> **Your task**
Your job is to transcribe all the records that follow, excluding any pictures.

Image-grounded pointing data:
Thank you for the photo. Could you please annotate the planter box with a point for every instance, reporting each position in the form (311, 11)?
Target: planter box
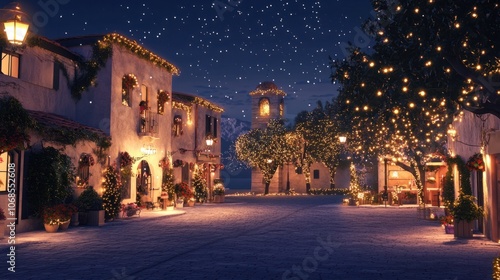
(218, 198)
(449, 229)
(463, 229)
(95, 218)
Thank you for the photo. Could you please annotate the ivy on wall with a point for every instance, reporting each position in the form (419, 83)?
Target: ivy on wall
(14, 124)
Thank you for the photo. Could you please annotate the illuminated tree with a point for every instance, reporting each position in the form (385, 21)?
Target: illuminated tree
(112, 192)
(430, 59)
(443, 48)
(267, 149)
(320, 133)
(200, 185)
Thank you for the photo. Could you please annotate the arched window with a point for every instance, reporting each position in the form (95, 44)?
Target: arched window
(162, 98)
(129, 82)
(143, 183)
(282, 107)
(264, 106)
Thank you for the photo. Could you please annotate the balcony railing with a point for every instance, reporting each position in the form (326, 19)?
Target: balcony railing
(148, 124)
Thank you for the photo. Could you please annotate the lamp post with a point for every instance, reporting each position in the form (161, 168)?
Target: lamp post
(15, 28)
(287, 176)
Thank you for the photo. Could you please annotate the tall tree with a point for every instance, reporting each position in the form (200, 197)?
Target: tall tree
(267, 149)
(430, 59)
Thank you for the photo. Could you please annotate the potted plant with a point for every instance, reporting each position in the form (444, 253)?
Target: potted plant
(51, 216)
(183, 192)
(447, 223)
(219, 191)
(90, 207)
(2, 223)
(465, 211)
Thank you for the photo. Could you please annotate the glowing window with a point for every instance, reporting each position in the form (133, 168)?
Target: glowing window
(264, 107)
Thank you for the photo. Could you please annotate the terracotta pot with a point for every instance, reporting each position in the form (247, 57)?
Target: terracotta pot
(64, 226)
(51, 228)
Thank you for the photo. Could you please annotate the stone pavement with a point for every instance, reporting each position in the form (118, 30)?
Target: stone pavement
(273, 237)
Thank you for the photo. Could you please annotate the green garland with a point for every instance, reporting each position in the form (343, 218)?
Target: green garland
(14, 124)
(87, 73)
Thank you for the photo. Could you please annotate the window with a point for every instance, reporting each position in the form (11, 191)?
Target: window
(162, 98)
(264, 107)
(10, 64)
(211, 126)
(282, 107)
(129, 82)
(316, 174)
(177, 127)
(83, 172)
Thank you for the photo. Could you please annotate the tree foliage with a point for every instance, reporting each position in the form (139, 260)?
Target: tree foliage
(320, 132)
(50, 174)
(267, 149)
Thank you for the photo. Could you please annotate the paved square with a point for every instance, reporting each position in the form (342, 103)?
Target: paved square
(274, 237)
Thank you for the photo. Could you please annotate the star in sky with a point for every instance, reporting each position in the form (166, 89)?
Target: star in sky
(224, 48)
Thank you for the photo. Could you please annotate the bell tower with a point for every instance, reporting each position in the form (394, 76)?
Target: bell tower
(267, 103)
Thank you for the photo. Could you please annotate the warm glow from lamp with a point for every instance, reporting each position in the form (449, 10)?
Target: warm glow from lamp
(15, 29)
(209, 140)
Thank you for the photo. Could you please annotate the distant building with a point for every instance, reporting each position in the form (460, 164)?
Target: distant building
(268, 102)
(129, 101)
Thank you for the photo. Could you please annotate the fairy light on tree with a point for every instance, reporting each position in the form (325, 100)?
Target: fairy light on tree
(112, 192)
(266, 149)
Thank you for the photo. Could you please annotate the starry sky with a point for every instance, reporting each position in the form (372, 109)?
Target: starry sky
(224, 48)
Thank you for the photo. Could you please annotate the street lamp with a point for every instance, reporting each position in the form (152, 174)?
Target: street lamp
(15, 28)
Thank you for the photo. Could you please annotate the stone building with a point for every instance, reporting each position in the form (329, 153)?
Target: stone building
(268, 102)
(128, 100)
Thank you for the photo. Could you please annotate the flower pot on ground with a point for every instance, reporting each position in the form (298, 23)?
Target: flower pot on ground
(95, 217)
(64, 225)
(74, 219)
(465, 211)
(51, 228)
(90, 203)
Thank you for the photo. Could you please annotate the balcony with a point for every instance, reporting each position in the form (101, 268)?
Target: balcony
(148, 124)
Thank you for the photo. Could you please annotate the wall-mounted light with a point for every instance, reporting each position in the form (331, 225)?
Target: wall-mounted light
(15, 28)
(209, 140)
(148, 150)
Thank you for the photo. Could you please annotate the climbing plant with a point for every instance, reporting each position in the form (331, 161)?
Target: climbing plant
(14, 124)
(50, 174)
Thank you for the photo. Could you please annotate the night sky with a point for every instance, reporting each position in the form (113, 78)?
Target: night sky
(223, 54)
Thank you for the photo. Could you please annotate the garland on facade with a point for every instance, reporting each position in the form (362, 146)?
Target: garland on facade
(182, 106)
(475, 162)
(207, 104)
(14, 124)
(112, 193)
(86, 160)
(139, 51)
(87, 70)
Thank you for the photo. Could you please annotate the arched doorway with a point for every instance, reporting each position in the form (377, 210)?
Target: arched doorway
(143, 182)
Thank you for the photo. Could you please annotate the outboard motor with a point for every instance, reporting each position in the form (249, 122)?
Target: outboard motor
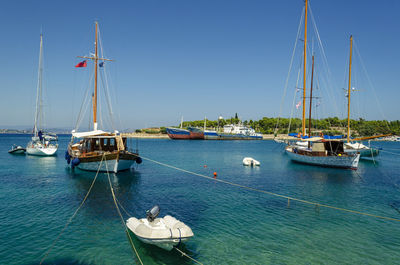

> **Output of the exercise**
Thank you for the photo. Could you please annotate the planter box with a point for every instance, reporting each position in the form (311, 11)?
Target: planter box
(218, 198)
(449, 229)
(463, 229)
(95, 218)
Thank you for the photo. Could you please annotate the ivy on wall with a point for every instance, reporting each position in the form (419, 83)?
Target: ivy on wall
(14, 124)
Thank you for the photo. Could you please annotate the illuminated tree with a point for every instance, reporting each position in the form (385, 21)?
Target: illuminated tree
(112, 192)
(430, 59)
(443, 48)
(267, 149)
(320, 133)
(200, 185)
Thank you for the photo. Could you please annotate the arched window with a point for every instance, reporting each position in the form (95, 44)?
Target: arched window
(162, 98)
(129, 82)
(143, 183)
(282, 107)
(264, 106)
Thank you for the photo. Could you please annotate the balcony railing with a point for every instance, reporting each position in the form (326, 19)?
Target: balcony railing
(148, 124)
Thank you for the photo. Could you please annotate the lamp post with a point for every instance, reporting each position in the form (161, 168)?
Target: lamp post
(15, 28)
(287, 176)
Thank you for the photo. Could you please annotate the tall tree with a point for every instance, reporting each position in the form (200, 197)?
Target: tall tree
(267, 149)
(430, 59)
Thank you for the photo. Could you please annotate the potted plant with a point for every instance, reporting each position in the form (444, 253)?
Target: potted plant
(51, 216)
(183, 192)
(447, 223)
(219, 191)
(90, 207)
(2, 223)
(465, 211)
Thank you for the photo. Could you please annotate the glowing window with a point for every instance, reporting each position in the form (133, 168)?
Target: glowing window
(264, 107)
Thank you for the photo. Could you please annotate the terracotta pot with a point for every instance, reporting each position in the form (247, 57)?
Target: terracotta pot
(64, 226)
(51, 228)
Thank you for the photo. Could you please annotate the stone pavement with a point for every instance, reporting each position in the form (118, 30)?
Target: stone pavement
(273, 237)
Thank you for the photo. Could you please annotate the green garland with a point for every instance, reporting each position in the form (343, 218)?
Target: green garland
(14, 124)
(87, 73)
Thank you for the photo. Could you please annotate the window with a point for every instance, reporting each position in the form (11, 191)?
Target: window
(162, 98)
(264, 107)
(10, 64)
(211, 126)
(282, 107)
(129, 82)
(316, 174)
(177, 127)
(83, 172)
Thank you for the photo. Could you please annotate the tree foliage with a point for every instance, reporting each position in the form (139, 260)?
Target: tree foliage
(320, 132)
(50, 174)
(267, 149)
Thank you for the photo. Could you please annotate the paved square with a point for every instance, reporting each position in the form (342, 103)?
Target: paved square
(274, 237)
Thank you for the photo. Could you please annotate the star in sky with a point for every instance, reporting each position in the form (166, 89)?
Target: star in sky
(224, 48)
Thank you for the photo. Could you please annotate the bell tower with a point for every instance, reporting each position in the form (394, 76)?
Target: bell tower
(267, 103)
Thank you for the photo. Could you please annotate the warm glow from lamp with a point for every instance, reporting each position in the form (449, 10)?
Target: warm glow from lamp
(15, 29)
(209, 140)
Thank you for the photo. Could you please annotate the distant building with a point for every instance, reporting each position in the form (460, 164)?
Target: distant building
(268, 102)
(129, 101)
Thank you for the photo. Could you please annotate the fairy light on tree with a point for every instance, reporting each position in the form (325, 100)?
Target: fairy light on tree
(112, 192)
(266, 149)
Thank you for the photo. Could you please annotate the starry sky with a point for every instance, reporting each position in the form (372, 109)?
Target: starry sky
(224, 48)
Thank you for the photo. Could you please annotate the street lamp with a point for every instance, reporting each position in the form (152, 174)?
Target: street lamp
(15, 28)
Thank you for the photo. Could you please annotate the stone building with a point for every instance, reporting each position in the form (329, 153)?
Target: stone building
(268, 102)
(128, 100)
Thank you for the photo. Could you please annotate the flower pot on ground with a point for every instance, reporting each position in the form (298, 23)?
Target: flower pot on ground
(95, 217)
(64, 225)
(74, 219)
(465, 211)
(51, 228)
(90, 203)
Thank you for the photo. Could you please annotate the balcony with a point for every instance, reporting each position in the form (101, 268)?
Target: balcony
(148, 124)
Thank you for the photo. Could you please annotate the wall-mounted light with a point for every instance, reporting each position in the form (331, 225)?
Target: wall-mounted light
(15, 28)
(209, 140)
(148, 150)
Thank you for the photo. Could you please annotate the climbing plant with a point for every instance, reporting each position in the form (331, 161)?
Target: climbing plant
(14, 124)
(50, 174)
Thank you for the photo. Could you please annotate the night sky with a point for every instance, reporting each position in the form (113, 78)?
Target: night sky
(223, 54)
Thank you for the photo. Could you please annotate the garland on facade with a point for every instance, reporting each position in the form (362, 146)?
Target: garland on facade
(182, 106)
(475, 162)
(207, 104)
(14, 124)
(112, 193)
(86, 160)
(139, 51)
(87, 70)
Thank you for the photo. Could you please annotate the arched doorway with a point for every instance, reporting each position in the form (377, 210)?
Target: arched doorway
(143, 182)
Thank you for the photo. Could you please annotate the outboard motor with a point for every instance, reporting each position in the form (249, 122)?
Target: outboard motor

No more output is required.